Task —
Reproduce the part of the records that opens with the line containing "sandy beach in this photo." and closes with the line containing "[(512, 376), (790, 452)]", both lines included, and give only those lines. Keep every request unchanged, and shift each coordinate in the answers by -108 without altering any number in the requests or their format samples.

[START]

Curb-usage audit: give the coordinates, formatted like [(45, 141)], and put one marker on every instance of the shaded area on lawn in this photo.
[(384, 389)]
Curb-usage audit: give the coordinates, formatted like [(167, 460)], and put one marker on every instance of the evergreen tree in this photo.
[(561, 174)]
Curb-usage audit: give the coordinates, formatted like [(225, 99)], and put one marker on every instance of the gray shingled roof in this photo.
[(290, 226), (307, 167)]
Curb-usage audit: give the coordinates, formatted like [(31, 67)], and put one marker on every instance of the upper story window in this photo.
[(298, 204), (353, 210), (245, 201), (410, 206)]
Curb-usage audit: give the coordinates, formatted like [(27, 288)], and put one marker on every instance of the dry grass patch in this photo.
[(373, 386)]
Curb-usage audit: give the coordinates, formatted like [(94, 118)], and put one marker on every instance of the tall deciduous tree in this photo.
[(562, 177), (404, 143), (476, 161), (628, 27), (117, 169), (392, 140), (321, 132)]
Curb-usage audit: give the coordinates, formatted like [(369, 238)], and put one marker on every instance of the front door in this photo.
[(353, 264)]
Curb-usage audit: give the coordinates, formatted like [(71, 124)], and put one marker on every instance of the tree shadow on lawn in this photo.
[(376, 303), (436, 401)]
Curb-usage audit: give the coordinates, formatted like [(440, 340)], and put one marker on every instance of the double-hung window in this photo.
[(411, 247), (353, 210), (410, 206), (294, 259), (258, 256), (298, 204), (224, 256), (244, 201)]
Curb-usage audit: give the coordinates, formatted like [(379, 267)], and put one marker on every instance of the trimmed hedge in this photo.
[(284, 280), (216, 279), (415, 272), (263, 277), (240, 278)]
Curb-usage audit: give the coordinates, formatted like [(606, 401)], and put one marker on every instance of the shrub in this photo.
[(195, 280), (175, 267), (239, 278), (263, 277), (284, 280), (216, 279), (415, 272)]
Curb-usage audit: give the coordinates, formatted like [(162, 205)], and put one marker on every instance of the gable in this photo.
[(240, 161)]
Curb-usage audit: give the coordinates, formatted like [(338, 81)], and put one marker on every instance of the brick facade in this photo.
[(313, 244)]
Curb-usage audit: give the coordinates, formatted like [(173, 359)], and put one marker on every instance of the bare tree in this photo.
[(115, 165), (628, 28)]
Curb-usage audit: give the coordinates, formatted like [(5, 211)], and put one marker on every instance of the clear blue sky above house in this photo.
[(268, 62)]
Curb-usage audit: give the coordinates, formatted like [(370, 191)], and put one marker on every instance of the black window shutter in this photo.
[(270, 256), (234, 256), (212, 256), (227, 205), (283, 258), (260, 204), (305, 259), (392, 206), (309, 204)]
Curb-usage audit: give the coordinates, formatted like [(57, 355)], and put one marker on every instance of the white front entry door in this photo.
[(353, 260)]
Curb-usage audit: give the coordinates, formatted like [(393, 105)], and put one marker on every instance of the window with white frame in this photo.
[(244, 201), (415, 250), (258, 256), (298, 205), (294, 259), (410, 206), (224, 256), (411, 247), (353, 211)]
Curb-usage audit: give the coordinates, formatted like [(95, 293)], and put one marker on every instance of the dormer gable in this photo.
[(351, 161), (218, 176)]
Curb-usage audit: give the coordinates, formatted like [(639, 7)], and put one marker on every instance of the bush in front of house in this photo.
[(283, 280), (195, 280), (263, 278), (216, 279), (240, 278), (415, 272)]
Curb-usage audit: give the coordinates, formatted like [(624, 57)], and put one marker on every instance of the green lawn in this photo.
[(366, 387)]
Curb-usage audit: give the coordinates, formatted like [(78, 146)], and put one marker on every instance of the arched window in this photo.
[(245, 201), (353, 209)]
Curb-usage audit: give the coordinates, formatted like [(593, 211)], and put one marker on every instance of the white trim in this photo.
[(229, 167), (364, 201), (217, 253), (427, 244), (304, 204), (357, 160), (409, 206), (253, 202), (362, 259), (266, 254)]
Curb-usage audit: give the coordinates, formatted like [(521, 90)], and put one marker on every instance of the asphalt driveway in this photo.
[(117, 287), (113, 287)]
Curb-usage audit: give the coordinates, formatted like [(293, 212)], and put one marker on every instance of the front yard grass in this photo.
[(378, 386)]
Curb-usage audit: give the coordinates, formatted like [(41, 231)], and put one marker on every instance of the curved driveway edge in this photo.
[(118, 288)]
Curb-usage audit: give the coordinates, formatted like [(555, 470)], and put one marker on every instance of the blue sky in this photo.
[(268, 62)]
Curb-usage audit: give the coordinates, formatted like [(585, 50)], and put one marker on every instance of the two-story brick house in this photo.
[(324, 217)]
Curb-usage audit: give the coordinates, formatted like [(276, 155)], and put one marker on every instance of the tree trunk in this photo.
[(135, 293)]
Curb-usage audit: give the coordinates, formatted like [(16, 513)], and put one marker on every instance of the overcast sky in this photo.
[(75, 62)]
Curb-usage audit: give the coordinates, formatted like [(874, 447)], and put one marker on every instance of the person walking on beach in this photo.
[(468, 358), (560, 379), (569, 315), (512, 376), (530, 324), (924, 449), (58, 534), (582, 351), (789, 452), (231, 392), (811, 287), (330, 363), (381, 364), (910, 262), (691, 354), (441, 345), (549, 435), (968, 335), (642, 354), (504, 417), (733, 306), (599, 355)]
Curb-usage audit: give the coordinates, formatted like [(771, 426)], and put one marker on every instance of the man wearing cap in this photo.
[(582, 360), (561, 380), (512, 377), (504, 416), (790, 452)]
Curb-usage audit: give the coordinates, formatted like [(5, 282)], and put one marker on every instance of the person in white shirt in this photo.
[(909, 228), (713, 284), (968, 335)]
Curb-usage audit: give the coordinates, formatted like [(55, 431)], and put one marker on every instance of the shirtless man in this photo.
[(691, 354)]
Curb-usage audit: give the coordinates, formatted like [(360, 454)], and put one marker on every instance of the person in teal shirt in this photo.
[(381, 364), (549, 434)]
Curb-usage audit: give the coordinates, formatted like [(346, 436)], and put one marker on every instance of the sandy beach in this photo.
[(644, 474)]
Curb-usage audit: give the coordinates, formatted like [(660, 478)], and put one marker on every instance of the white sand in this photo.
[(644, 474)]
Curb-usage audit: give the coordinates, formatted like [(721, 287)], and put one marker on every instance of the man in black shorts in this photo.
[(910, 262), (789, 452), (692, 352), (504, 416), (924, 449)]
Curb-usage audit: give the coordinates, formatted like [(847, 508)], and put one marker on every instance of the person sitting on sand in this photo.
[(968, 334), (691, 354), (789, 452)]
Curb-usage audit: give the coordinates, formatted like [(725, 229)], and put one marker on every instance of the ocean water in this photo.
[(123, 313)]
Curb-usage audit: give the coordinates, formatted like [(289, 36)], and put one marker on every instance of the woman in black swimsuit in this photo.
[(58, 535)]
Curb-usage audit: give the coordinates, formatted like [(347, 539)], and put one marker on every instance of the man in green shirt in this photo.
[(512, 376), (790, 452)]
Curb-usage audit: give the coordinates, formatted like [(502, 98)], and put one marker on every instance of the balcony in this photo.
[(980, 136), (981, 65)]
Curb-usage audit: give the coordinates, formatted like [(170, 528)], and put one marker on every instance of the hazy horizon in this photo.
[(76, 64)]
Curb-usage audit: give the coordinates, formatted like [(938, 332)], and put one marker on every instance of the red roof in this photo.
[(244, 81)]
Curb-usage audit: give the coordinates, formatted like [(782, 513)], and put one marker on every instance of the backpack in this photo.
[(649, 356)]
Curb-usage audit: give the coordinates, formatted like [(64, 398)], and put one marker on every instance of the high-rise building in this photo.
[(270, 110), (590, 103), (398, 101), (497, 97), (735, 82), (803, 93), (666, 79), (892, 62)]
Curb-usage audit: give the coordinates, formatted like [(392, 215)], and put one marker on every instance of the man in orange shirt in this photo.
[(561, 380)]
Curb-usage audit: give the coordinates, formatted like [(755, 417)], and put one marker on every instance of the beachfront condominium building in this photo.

[END]

Response —
Curb-usage audit: give the coordinates, formatted like [(346, 436)], and put one marker on every instance of the sandy beach in this photo.
[(536, 366)]
Curb-usage audit: give the coordinates, formatted like [(660, 478)], and put one marker on every instance of the white sand in this photo.
[(536, 366)]
Curb-usage audit: give the coordinates, formatted like [(721, 287)], and put one marker on every instance of the man in black shorts in this photo.
[(802, 154), (681, 344), (584, 244), (396, 308), (816, 341)]
Curb-usage audit: give the coordinates, formatted like [(847, 508)], and put one marker on every instance of the person sitting on sand in this photo.
[(860, 226), (583, 246), (681, 344)]
Curb-usage audit: give the coordinates, formatted like [(725, 229)], and put one marker on every instance of the ocean water in this photo.
[(15, 205)]
Curb-usage audit: give the coordinates, formatted like [(289, 36)], and put one marker on every instance of the woman in black swimsuit in this photo.
[(-50, 427)]
Curb-usage audit: give the coordinates, formatted like [(347, 539)], and put one marker on every instance of the man in green shirt in this photo.
[(404, 268), (682, 344)]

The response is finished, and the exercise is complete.